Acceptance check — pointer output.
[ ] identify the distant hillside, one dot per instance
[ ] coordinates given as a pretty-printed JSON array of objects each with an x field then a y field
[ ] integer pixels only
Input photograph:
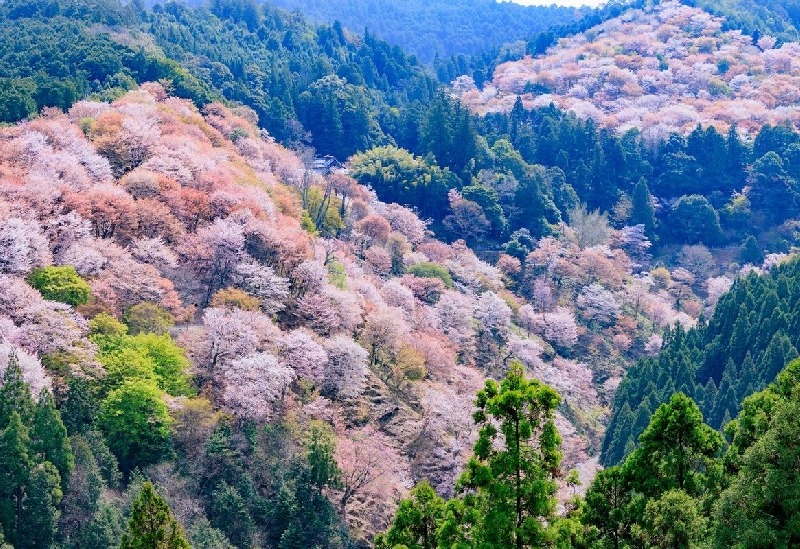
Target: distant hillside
[
  {"x": 779, "y": 18},
  {"x": 439, "y": 27},
  {"x": 665, "y": 68}
]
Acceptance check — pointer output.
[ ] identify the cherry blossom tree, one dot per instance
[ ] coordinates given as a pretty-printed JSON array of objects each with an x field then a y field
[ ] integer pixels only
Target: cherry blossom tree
[
  {"x": 346, "y": 370},
  {"x": 233, "y": 333},
  {"x": 261, "y": 281},
  {"x": 254, "y": 384},
  {"x": 596, "y": 304},
  {"x": 299, "y": 350},
  {"x": 22, "y": 246}
]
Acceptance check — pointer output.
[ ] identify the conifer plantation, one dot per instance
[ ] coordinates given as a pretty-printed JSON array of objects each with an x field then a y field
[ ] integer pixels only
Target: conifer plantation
[{"x": 430, "y": 275}]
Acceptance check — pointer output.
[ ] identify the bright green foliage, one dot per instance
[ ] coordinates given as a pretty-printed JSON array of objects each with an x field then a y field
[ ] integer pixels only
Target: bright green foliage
[
  {"x": 49, "y": 436},
  {"x": 80, "y": 406},
  {"x": 145, "y": 356},
  {"x": 416, "y": 522},
  {"x": 148, "y": 317},
  {"x": 510, "y": 479},
  {"x": 432, "y": 270},
  {"x": 40, "y": 513},
  {"x": 672, "y": 522},
  {"x": 61, "y": 284},
  {"x": 105, "y": 328},
  {"x": 676, "y": 451},
  {"x": 135, "y": 422},
  {"x": 152, "y": 525}
]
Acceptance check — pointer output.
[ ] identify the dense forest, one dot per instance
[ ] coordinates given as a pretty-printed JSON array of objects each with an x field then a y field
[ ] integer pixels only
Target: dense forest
[
  {"x": 752, "y": 334},
  {"x": 206, "y": 342},
  {"x": 682, "y": 487},
  {"x": 441, "y": 29}
]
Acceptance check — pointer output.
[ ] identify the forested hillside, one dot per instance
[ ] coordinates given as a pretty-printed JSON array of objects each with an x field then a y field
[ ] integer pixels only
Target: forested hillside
[
  {"x": 664, "y": 68},
  {"x": 306, "y": 84},
  {"x": 752, "y": 334},
  {"x": 202, "y": 336},
  {"x": 440, "y": 28}
]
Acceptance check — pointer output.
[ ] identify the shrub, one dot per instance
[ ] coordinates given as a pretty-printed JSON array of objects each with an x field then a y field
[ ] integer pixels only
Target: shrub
[
  {"x": 147, "y": 317},
  {"x": 61, "y": 284}
]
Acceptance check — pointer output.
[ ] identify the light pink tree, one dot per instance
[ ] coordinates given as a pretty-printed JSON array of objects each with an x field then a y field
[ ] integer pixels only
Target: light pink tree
[
  {"x": 255, "y": 384},
  {"x": 299, "y": 350},
  {"x": 22, "y": 246},
  {"x": 346, "y": 370},
  {"x": 261, "y": 281},
  {"x": 596, "y": 304}
]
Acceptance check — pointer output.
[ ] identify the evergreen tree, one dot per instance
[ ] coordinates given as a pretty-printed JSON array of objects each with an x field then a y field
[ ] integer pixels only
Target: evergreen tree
[
  {"x": 15, "y": 463},
  {"x": 510, "y": 481},
  {"x": 105, "y": 529},
  {"x": 49, "y": 436},
  {"x": 606, "y": 505},
  {"x": 673, "y": 521},
  {"x": 676, "y": 451},
  {"x": 39, "y": 520},
  {"x": 417, "y": 521},
  {"x": 15, "y": 393},
  {"x": 642, "y": 211},
  {"x": 750, "y": 252},
  {"x": 761, "y": 506},
  {"x": 152, "y": 525}
]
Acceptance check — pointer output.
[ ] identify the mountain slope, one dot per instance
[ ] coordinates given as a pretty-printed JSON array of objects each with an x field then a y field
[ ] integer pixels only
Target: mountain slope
[
  {"x": 441, "y": 28},
  {"x": 666, "y": 68}
]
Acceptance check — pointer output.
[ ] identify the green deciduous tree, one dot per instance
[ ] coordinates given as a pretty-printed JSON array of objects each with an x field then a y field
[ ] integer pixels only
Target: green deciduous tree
[
  {"x": 135, "y": 422},
  {"x": 61, "y": 284},
  {"x": 416, "y": 522},
  {"x": 672, "y": 521}
]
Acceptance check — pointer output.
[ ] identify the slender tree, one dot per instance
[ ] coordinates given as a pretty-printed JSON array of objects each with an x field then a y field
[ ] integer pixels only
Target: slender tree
[
  {"x": 152, "y": 525},
  {"x": 511, "y": 477}
]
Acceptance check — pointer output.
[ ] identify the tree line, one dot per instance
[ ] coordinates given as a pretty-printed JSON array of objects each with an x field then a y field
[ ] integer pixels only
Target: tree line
[
  {"x": 751, "y": 336},
  {"x": 684, "y": 486}
]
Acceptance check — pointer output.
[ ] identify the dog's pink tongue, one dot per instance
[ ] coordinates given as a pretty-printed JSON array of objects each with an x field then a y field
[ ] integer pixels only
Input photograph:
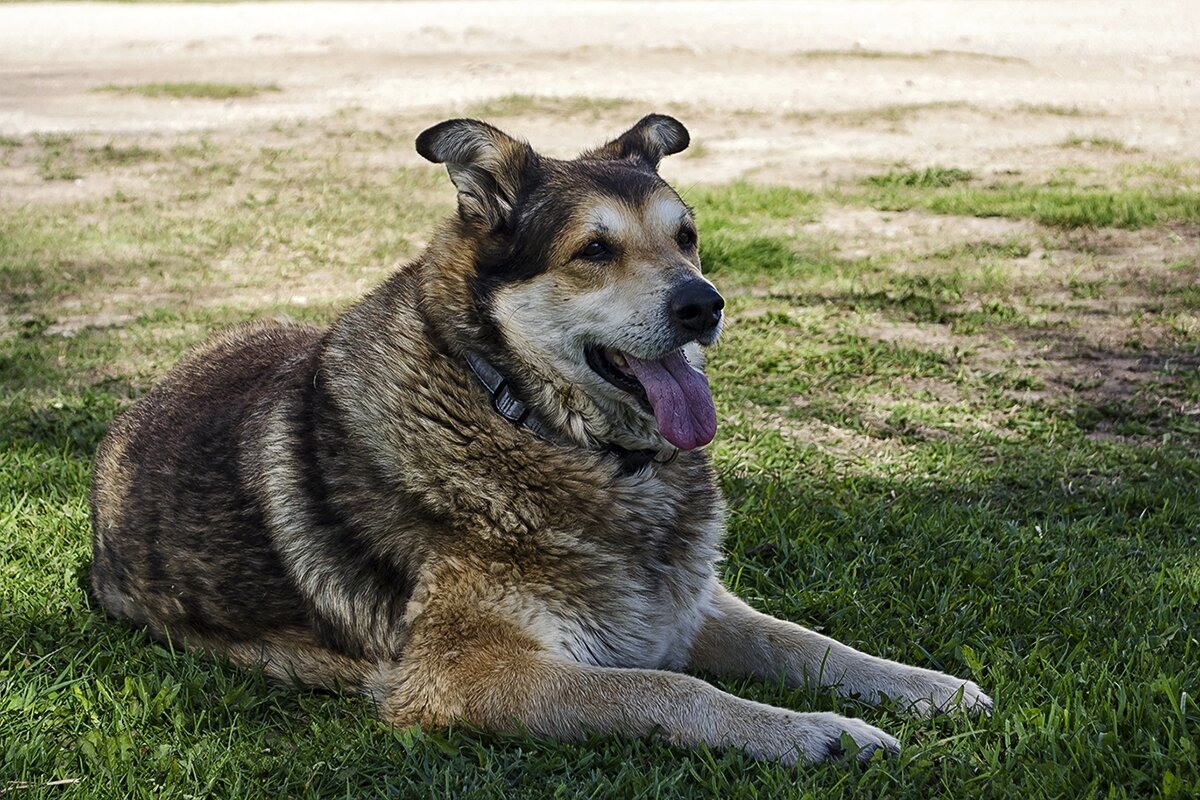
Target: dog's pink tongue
[{"x": 682, "y": 401}]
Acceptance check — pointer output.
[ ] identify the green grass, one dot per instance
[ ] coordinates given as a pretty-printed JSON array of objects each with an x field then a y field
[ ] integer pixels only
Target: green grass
[
  {"x": 1059, "y": 203},
  {"x": 918, "y": 457},
  {"x": 190, "y": 89},
  {"x": 930, "y": 176},
  {"x": 1107, "y": 144},
  {"x": 517, "y": 104}
]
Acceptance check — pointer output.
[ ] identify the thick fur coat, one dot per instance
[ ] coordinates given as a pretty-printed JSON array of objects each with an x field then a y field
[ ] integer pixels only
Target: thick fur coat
[{"x": 351, "y": 506}]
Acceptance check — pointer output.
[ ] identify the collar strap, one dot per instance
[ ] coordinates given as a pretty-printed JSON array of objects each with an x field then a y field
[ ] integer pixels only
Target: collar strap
[
  {"x": 513, "y": 408},
  {"x": 504, "y": 400}
]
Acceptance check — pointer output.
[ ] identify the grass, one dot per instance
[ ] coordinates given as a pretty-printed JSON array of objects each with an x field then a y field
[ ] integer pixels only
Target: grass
[
  {"x": 190, "y": 89},
  {"x": 1060, "y": 203},
  {"x": 517, "y": 104},
  {"x": 918, "y": 455},
  {"x": 1101, "y": 143}
]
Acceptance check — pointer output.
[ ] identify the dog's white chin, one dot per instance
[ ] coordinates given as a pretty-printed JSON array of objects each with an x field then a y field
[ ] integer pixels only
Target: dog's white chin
[{"x": 629, "y": 425}]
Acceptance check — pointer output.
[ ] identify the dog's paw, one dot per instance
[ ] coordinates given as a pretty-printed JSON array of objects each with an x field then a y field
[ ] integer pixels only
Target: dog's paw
[
  {"x": 829, "y": 737},
  {"x": 929, "y": 693}
]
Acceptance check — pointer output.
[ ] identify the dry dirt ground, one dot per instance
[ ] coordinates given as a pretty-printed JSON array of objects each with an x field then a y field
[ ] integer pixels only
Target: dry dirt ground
[
  {"x": 808, "y": 94},
  {"x": 773, "y": 89}
]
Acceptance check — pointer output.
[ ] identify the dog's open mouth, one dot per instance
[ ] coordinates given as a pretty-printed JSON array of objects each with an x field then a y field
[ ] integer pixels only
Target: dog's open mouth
[{"x": 673, "y": 390}]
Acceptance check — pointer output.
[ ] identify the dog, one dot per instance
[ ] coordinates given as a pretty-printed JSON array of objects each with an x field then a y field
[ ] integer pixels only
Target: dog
[{"x": 481, "y": 494}]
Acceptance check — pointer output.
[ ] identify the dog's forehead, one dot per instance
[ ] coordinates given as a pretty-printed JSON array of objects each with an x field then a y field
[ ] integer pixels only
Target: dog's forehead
[
  {"x": 615, "y": 196},
  {"x": 659, "y": 212}
]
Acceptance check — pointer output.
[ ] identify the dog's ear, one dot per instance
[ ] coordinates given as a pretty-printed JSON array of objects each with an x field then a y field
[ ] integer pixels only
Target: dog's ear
[
  {"x": 654, "y": 137},
  {"x": 486, "y": 164}
]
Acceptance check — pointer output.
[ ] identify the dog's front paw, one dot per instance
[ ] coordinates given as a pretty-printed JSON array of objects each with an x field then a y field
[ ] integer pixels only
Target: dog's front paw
[
  {"x": 933, "y": 692},
  {"x": 825, "y": 737}
]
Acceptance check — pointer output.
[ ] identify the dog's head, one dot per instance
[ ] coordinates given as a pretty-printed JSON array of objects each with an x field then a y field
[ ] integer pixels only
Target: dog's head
[{"x": 588, "y": 274}]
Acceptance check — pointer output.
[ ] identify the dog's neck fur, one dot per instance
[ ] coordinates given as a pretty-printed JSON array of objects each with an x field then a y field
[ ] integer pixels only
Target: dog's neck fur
[{"x": 448, "y": 268}]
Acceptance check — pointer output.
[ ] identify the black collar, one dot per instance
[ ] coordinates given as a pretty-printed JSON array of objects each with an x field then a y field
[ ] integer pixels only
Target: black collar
[{"x": 507, "y": 403}]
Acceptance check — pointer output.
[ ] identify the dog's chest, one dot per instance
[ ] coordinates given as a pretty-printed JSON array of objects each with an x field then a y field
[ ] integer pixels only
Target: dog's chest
[{"x": 641, "y": 596}]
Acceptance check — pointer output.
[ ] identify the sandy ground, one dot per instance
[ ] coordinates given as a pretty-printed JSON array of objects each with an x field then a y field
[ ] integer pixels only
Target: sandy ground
[{"x": 981, "y": 84}]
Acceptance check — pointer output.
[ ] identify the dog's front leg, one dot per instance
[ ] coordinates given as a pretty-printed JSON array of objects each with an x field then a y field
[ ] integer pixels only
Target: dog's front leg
[
  {"x": 511, "y": 684},
  {"x": 736, "y": 639}
]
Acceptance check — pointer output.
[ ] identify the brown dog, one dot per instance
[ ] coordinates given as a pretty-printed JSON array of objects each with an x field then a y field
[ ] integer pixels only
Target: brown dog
[{"x": 480, "y": 494}]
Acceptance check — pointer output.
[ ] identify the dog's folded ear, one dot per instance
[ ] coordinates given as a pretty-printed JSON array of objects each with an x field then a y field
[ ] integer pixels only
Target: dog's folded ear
[
  {"x": 486, "y": 164},
  {"x": 654, "y": 137}
]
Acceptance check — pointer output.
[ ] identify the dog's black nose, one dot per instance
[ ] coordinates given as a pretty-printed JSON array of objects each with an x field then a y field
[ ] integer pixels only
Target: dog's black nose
[{"x": 696, "y": 307}]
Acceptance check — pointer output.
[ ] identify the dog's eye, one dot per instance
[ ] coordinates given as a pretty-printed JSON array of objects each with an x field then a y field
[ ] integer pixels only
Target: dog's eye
[{"x": 595, "y": 251}]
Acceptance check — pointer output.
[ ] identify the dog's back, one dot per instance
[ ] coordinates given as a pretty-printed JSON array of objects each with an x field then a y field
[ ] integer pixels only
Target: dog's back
[{"x": 179, "y": 543}]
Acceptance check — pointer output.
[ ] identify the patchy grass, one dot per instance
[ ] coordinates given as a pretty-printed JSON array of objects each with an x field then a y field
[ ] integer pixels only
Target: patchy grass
[
  {"x": 190, "y": 89},
  {"x": 930, "y": 176},
  {"x": 1054, "y": 109},
  {"x": 993, "y": 473},
  {"x": 1101, "y": 143},
  {"x": 519, "y": 104},
  {"x": 1060, "y": 203}
]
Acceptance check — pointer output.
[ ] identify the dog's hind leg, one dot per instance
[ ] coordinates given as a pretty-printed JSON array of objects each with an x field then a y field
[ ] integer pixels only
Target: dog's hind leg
[
  {"x": 508, "y": 683},
  {"x": 291, "y": 659},
  {"x": 738, "y": 641}
]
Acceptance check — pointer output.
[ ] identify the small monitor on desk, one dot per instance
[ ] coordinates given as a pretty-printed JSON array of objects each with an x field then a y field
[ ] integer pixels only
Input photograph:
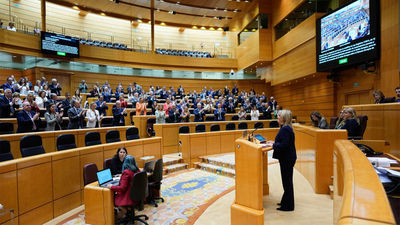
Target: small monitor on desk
[{"x": 260, "y": 138}]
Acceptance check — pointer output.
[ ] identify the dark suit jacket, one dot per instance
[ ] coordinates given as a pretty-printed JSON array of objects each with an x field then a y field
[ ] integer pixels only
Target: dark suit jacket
[
  {"x": 198, "y": 117},
  {"x": 118, "y": 119},
  {"x": 219, "y": 116},
  {"x": 75, "y": 121},
  {"x": 284, "y": 148},
  {"x": 25, "y": 123},
  {"x": 5, "y": 108}
]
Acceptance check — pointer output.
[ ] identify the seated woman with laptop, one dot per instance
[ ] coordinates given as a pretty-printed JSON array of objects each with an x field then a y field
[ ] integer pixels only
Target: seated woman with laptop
[{"x": 122, "y": 197}]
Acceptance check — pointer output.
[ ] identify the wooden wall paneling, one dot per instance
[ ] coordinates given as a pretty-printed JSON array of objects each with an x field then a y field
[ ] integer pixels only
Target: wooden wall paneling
[
  {"x": 34, "y": 193},
  {"x": 295, "y": 37},
  {"x": 38, "y": 215},
  {"x": 67, "y": 203},
  {"x": 9, "y": 190},
  {"x": 213, "y": 140},
  {"x": 298, "y": 63}
]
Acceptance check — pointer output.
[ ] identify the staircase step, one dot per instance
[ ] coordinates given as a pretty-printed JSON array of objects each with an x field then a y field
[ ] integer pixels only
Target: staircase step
[
  {"x": 175, "y": 168},
  {"x": 217, "y": 169}
]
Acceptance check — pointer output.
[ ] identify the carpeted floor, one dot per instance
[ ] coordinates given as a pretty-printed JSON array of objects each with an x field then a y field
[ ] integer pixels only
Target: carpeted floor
[{"x": 187, "y": 195}]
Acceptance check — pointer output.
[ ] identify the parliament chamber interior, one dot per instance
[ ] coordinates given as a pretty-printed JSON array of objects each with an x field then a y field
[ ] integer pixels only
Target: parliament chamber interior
[{"x": 241, "y": 112}]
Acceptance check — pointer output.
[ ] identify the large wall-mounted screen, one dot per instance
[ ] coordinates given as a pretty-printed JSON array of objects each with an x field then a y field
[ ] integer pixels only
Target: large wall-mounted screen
[
  {"x": 57, "y": 44},
  {"x": 348, "y": 36}
]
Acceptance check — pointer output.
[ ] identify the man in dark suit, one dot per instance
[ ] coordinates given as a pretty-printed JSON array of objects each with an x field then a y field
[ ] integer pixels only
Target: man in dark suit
[
  {"x": 119, "y": 113},
  {"x": 27, "y": 119},
  {"x": 101, "y": 106},
  {"x": 219, "y": 113},
  {"x": 199, "y": 114},
  {"x": 173, "y": 115},
  {"x": 55, "y": 87},
  {"x": 6, "y": 104},
  {"x": 75, "y": 115}
]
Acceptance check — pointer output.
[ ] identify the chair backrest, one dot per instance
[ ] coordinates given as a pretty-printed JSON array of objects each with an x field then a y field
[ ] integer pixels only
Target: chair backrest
[
  {"x": 149, "y": 166},
  {"x": 273, "y": 124},
  {"x": 31, "y": 145},
  {"x": 65, "y": 141},
  {"x": 258, "y": 125},
  {"x": 107, "y": 163},
  {"x": 230, "y": 126},
  {"x": 106, "y": 122},
  {"x": 184, "y": 130},
  {"x": 363, "y": 124},
  {"x": 112, "y": 136},
  {"x": 209, "y": 118},
  {"x": 158, "y": 171},
  {"x": 242, "y": 126},
  {"x": 92, "y": 138},
  {"x": 5, "y": 153},
  {"x": 139, "y": 189},
  {"x": 89, "y": 173},
  {"x": 215, "y": 127},
  {"x": 200, "y": 128},
  {"x": 132, "y": 133},
  {"x": 332, "y": 123},
  {"x": 6, "y": 128},
  {"x": 235, "y": 117}
]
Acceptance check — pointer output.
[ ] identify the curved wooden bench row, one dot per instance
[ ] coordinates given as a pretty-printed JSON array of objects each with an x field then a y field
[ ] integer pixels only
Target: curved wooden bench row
[
  {"x": 49, "y": 138},
  {"x": 315, "y": 155},
  {"x": 359, "y": 197},
  {"x": 195, "y": 145},
  {"x": 40, "y": 188},
  {"x": 170, "y": 131}
]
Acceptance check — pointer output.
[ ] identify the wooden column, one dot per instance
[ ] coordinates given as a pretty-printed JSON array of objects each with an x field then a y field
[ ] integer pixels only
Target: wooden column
[
  {"x": 152, "y": 25},
  {"x": 43, "y": 10}
]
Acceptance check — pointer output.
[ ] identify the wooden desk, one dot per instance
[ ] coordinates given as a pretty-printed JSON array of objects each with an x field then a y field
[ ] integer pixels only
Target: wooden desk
[
  {"x": 40, "y": 188},
  {"x": 99, "y": 204},
  {"x": 383, "y": 123},
  {"x": 194, "y": 145},
  {"x": 359, "y": 197},
  {"x": 170, "y": 131},
  {"x": 251, "y": 184}
]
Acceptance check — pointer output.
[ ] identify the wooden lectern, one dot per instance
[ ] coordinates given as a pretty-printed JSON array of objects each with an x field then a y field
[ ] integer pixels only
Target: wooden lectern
[{"x": 251, "y": 163}]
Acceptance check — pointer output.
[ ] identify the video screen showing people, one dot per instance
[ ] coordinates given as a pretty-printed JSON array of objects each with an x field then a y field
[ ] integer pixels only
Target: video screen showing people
[{"x": 347, "y": 24}]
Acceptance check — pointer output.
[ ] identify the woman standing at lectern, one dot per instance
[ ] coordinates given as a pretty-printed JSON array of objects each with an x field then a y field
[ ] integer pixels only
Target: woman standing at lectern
[{"x": 285, "y": 152}]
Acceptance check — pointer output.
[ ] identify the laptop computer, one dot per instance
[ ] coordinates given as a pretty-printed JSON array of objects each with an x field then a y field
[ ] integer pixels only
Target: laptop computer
[{"x": 104, "y": 177}]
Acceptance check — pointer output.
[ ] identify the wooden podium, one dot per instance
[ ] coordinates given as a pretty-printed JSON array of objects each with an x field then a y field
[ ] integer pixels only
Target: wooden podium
[{"x": 251, "y": 162}]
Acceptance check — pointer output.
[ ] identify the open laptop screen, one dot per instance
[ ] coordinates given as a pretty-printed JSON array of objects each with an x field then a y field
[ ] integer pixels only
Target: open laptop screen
[{"x": 104, "y": 176}]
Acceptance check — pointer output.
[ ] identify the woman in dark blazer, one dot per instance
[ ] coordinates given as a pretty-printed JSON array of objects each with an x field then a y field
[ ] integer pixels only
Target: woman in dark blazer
[
  {"x": 122, "y": 197},
  {"x": 285, "y": 152}
]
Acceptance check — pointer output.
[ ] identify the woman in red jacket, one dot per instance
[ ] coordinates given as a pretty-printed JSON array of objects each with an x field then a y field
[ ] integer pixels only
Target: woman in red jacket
[{"x": 122, "y": 197}]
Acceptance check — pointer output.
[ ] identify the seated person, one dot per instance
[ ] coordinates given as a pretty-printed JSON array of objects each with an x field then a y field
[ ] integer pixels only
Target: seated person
[
  {"x": 174, "y": 115},
  {"x": 185, "y": 114},
  {"x": 119, "y": 114},
  {"x": 27, "y": 119},
  {"x": 349, "y": 121},
  {"x": 141, "y": 107},
  {"x": 219, "y": 113},
  {"x": 242, "y": 113},
  {"x": 380, "y": 98},
  {"x": 102, "y": 106},
  {"x": 123, "y": 190},
  {"x": 118, "y": 160},
  {"x": 199, "y": 114},
  {"x": 318, "y": 120}
]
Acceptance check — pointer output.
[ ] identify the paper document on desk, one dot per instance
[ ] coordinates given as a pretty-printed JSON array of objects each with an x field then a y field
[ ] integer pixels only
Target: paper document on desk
[{"x": 381, "y": 162}]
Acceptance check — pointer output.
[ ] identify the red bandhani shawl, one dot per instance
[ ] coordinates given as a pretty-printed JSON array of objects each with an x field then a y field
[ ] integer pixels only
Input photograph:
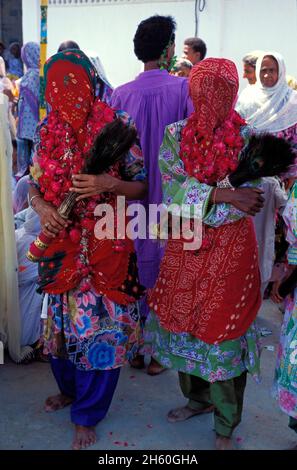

- **WORK TO DO**:
Tally how many lines of the records contain the string "patchy", treating uppercase and lowercase as different. Give only the number.

- **TASK OUTPUT**:
2